AANGELEVERDE TEKST
⁂

Er zouden nog veel familiedrama’s volgen; verwerkt in de tragedies van Sophocles en Euripides.

Romulus en Remus

Romulus en Remus door wolvin gezoogd[3]

Een Romeinse mythe verhaalt over Romulus en Remus. Een prinsessendochter werd door haar gemene oom gedwongen haar dagen door te brengen als Vestaalse Maagd, om te voorkomen dat ze troonopvolgers zou baren. Toch wist de oorlogsgod Mars bij haar tweelingzonen te verwekken. Toen de bevalling werd ontdekt, werd de prinses gedood en werden de twee jongens in een mand in de rivier de Tiber gegooid om te sterven. In plaats daarvan dreef de tweeling veilig aan land en werd gevonden door een wolvin, die hen zoogde totdat een herder hen vond en grootbracht. Later werden zij de stichters van Rome. (De wolf heeft niet altijd een bloeddorstig imago).

Herakles

De jonge Herakles wurgt een slang — kunstenaar onbekend[4]

Oppergodin Hera was herhaaldelijk jaloers vanwege de ontrouw van echtgenoot Zeus. Vervuld van wraak besloot zij Zeus’ bastaardzoon Herakles te laten wurgen door twee slangen in zijn wieg te leggen. Maar het kind beschikte al over legendarische kracht en doodde hen. Hera kon haar jaloezie niet vergeten en liet hem later in een aanval van waanzin de zonen doden die een Thebische prinses hem schonk.

⁂

VERZAMELD MATERIAAL
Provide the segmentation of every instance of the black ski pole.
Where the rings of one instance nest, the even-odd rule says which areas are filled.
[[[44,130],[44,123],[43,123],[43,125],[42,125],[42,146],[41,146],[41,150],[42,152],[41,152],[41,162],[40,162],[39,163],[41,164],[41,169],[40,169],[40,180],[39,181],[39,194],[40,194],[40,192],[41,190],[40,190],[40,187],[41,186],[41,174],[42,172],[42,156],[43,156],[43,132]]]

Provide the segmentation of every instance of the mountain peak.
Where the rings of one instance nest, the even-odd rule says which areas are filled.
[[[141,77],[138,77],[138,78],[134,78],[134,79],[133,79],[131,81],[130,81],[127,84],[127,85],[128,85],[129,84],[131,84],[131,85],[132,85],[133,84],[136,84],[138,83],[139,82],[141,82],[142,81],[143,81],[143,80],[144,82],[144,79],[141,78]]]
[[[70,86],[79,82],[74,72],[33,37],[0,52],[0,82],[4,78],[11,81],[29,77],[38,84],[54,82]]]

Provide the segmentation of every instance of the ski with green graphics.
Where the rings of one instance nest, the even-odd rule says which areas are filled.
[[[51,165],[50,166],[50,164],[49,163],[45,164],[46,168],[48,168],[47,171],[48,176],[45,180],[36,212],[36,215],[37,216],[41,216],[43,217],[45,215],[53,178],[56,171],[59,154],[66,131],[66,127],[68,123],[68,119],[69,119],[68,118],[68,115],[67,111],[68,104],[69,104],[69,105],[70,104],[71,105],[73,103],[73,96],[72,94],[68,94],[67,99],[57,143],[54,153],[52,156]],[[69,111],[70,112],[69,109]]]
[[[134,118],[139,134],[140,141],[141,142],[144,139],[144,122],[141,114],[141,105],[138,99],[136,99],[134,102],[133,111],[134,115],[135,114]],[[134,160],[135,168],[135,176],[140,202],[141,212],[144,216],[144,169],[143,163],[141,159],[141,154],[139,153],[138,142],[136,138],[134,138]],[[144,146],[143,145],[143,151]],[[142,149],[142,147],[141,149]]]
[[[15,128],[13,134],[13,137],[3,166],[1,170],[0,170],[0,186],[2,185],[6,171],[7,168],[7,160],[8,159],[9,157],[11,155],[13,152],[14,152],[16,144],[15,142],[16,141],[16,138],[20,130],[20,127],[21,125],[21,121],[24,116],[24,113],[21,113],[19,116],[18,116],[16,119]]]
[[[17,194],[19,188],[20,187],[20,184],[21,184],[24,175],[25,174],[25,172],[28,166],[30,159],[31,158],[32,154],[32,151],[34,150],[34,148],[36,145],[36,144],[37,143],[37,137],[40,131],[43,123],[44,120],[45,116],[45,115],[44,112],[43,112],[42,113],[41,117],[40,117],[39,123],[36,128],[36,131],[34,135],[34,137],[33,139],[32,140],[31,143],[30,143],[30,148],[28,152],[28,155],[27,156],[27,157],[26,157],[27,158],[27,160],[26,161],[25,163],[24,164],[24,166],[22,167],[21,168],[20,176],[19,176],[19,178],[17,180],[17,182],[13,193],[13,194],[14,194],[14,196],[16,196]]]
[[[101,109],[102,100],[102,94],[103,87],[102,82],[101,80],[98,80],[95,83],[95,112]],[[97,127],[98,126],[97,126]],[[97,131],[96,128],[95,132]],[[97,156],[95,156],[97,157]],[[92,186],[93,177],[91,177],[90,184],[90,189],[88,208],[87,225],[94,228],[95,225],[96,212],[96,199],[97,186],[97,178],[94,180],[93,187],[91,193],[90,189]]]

⁂

OPDRACHTEN
#1 Welke god verwekte volgens de tekst over mythen de tweelingzonen bij de prinses?
#2 Neem uit de tekst over mythen het stuk van "Romulus en Remus door" tot en met "een bloeddorstig imago)." woord voor woord over.

ANTWOORDEN PER OPDRACHT
#1 De oorlogsgod Mars.

#2
Romulus en Remus door wolvin gezoogd[3]

Een Romeinse mythe verhaalt over Romulus en Remus. Een prinsessendochter werd door haar gemene oom gedwongen haar dagen door te brengen als Vestaalse Maagd, om te voorkomen dat ze troonopvolgers zou baren. Toch wist de oorlogsgod Mars bij haar tweelingzonen te verwekken. Toen de bevalling werd ontdekt, werd de prinses gedood en werden de twee jongens in een mand in de rivier de Tiber gegooid om te sterven. In plaats daarvan dreef de tweeling veilig aan land en werd gevonden door een wolvin, die hen zoogde totdat een herder hen vond en grootbracht. Later werden zij de stichters van Rome. (De wolf heeft niet altijd een bloeddorstig imago).